Task requirements
Transcribe every line of the listing below without any deviation.

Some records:
---------------

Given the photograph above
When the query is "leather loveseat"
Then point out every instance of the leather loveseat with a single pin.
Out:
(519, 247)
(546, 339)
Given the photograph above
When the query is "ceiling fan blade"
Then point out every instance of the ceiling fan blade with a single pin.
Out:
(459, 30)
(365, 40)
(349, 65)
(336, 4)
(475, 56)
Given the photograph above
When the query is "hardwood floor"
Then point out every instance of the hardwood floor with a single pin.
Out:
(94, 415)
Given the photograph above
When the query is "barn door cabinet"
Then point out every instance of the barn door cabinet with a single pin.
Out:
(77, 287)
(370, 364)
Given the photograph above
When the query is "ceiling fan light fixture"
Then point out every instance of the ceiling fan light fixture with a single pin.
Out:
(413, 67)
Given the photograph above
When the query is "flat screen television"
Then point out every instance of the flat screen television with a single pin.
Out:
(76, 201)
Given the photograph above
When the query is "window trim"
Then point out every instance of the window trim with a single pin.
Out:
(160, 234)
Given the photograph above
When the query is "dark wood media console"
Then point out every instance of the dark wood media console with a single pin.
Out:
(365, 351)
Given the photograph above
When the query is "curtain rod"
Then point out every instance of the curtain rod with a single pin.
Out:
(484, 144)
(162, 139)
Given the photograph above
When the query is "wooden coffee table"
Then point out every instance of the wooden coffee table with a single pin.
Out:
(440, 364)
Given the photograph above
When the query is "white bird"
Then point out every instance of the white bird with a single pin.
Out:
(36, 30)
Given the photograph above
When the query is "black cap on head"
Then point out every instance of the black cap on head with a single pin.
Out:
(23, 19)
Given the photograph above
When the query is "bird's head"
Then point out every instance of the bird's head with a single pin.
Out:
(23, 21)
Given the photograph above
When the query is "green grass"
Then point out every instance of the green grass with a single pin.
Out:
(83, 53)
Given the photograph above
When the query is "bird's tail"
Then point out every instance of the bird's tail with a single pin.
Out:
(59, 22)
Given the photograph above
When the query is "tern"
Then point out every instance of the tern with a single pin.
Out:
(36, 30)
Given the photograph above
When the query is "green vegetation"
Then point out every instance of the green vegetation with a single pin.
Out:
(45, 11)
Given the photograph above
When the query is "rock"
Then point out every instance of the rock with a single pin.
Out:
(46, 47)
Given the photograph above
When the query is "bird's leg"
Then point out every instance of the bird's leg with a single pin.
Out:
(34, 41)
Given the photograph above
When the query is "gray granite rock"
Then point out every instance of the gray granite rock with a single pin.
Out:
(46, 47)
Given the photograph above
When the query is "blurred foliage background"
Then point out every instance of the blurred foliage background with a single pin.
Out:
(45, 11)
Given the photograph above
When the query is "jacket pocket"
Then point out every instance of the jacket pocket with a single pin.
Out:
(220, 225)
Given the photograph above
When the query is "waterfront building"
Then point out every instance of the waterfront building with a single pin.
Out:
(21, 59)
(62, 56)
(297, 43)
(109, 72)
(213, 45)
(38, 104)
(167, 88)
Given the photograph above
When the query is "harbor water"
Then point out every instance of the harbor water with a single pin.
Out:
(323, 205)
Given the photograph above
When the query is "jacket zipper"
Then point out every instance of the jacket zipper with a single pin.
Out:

---------------

Result
Given the photograph above
When the query is "leather loveseat"
Then point out every instance of the leather loveseat with a single pin.
Out:
(519, 247)
(546, 339)
Given the photograph above
When the query is "ceiling fan blade"
Then point out every instance of the ceiling fan blade with a single pin.
Out:
(459, 30)
(365, 40)
(349, 65)
(336, 4)
(475, 56)
Given the photograph above
When the query is "hardwood floor"
Then point out every instance of the hardwood floor with a single pin.
Out:
(94, 415)
Given the photograph above
When the query is "barn door cabinet"
Then point out every instance of the barn door cabinet with a single pin.
Out:
(77, 287)
(370, 364)
Given the photograph above
When the query is "ceiling fan light fixture"
Then point out every instance of the ceiling fan light fixture with a single pin.
Out:
(413, 67)
Given the photograph above
When the query is "flat screen television"
Then point out every instance of the flat screen television with a single pin.
Out:
(76, 201)
Given the photograph above
When the query is "window trim"
Then point out every instance of the window trim with a single pin.
Out:
(160, 234)
Given the photograph above
When the query is "dark wood media console"
Then point out every instance of the dark wood media console with a single pin.
Out:
(365, 351)
Given the photograph above
When the query is "curtain rod"
Then point out every instance of the curtain rod with a single pin.
Out:
(484, 144)
(162, 139)
Given the photograph above
When the query is "wooden coffee table"
Then point out every instance of the wooden coffee table with a single pin.
Out:
(440, 364)
Given the photograph above
When the query is "white bird"
Then point out every instance of the white bird with a single pin.
Out:
(36, 30)
Given the photograph above
When the query is "black cap on head"
Then point out every instance of the black cap on head with a single pin.
Out:
(23, 19)
Given the photograph above
When the query is "bird's head"
Then point out every instance of the bird's head with a single pin.
Out:
(23, 21)
Given the photograph above
When the query is "green grass"
Then point out every instance of the green grass with a single pin.
Out:
(83, 53)
Given the photograph above
When the query is "bird's tail"
Then point out every instance of the bird's tail with a single pin.
Out:
(59, 22)
Given the photograph above
When the query is "tern"
Then point out every instance of the tern with a single pin.
Out:
(36, 30)
Given the photograph above
When the query is "green vegetation"
Then point out every instance of the green vegetation with a single pin.
Out:
(45, 11)
Given the photograph above
When the query is "rock"
Then point out every instance of the rock with a single pin.
Out:
(46, 47)
Given the photograph above
When the query is "bird's leg"
Then point out every instance of the bird's leg with a single pin.
Out:
(34, 41)
Given the photograph above
When the query is "gray granite rock"
Then point out every instance of the gray granite rock with a single pin.
Out:
(46, 47)
Given the photograph above
When the query is "blurred foliage background"
Then point out every instance of the blurred foliage background with a single pin.
Out:
(45, 11)
Given the photograph above
When the query is "jacket pocket"
Then point out every instance of the jacket pocket with a single pin.
Out:
(220, 225)
Given the photograph above
When the query is "waterfront building"
Then point out every instance of the waterfront building with a single pin.
Out:
(21, 59)
(62, 56)
(297, 43)
(109, 72)
(213, 45)
(38, 104)
(167, 88)
Given the photograph above
When the query is "harbor water"
Then point out every instance of the harbor water with a single pin.
Out:
(323, 205)
Given the photograph above
When the query is "jacket zipper"
Then point out every instance of the jacket zipper with a single pin.
Out:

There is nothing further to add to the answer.